- Your tasks
A – In the game physics discussion, write out the passage from "There is two" to "attached physics object.".
B – Which program does the game physics discussion name as a good reference for how hair and clothing are animated?
C – Carry on the game physics discussion from its last sentence.

There is two ways to do this, one you use soft bodies as you pointed out. This is done by applying physics to the vertices of each mesh; normally with a shader. You could also use the tools provided by Nvidia for this.

I think this isn't what you are looking for.

 

The second way is to use bones, bones with a attached physics object.

In lots of anime styled games -cell shaded- uses this. It's also used in Diablo and many other RPG games because it is fast. Most engines will support it as it's used for rag dolls.

MikuMikuDance is a good reference, it is how they animate the hair and clothing.

It's just basic ragdoll stuff.

 

 

Which is where you guys come in -- might I ask of your guys's knowledge on animating models in Blender with elements that will react to game environments?

You are somewhat misguided, physics like this is done in the engine; not the 3D tool.

ANY real time thing, from IK bones, physics, animated materials, particles all of the things that happen in the game is made in the engine; not the 3D tool.

Even bone animations is done 60% in the engine and only the bases is made in the 3D tool.

The rule is simple, if the player can effect it, the effect was made in a game engine.

Data extracted from a collection
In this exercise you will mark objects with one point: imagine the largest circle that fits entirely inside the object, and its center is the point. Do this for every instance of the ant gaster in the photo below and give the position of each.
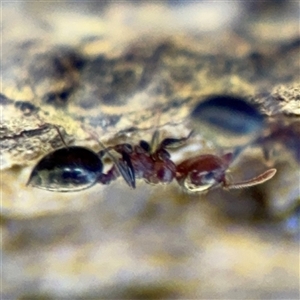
(76, 168)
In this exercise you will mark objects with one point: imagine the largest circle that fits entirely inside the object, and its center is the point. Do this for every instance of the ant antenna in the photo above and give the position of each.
(60, 135)
(265, 176)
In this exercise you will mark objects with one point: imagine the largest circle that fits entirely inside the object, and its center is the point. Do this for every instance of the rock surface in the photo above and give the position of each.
(116, 72)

- Results
A –
There is two ways to do this, one you use soft bodies as you pointed out. This is done by applying physics to the vertices of each mesh; normally with a shader. You could also use the tools provided by Nvidia for this.

I think this isn't what you are looking for.

 

The second way is to use bones, bones with a attached physics object.

B – MikuMikuDance

C –
 

 

But I fear going back and spending weeks, or months, undoing work once it's time for those models to go into an engine, when deadlines are more of a factor.

 

This is part of modeling. A single change by a developer could undo weeks of work, force modelers to re-import over a hundred models, all with only a small change to them.

It's part of making games, there is no done 3D model until the game is released even then there is often need for changing models. Never fool yourself into thinking you can delete a models files..

My advice is to keep backup files of all steps, a 40GB game has more than a 2TB of backup files. Even a small 250mb indie game should have over 10GB of backup files.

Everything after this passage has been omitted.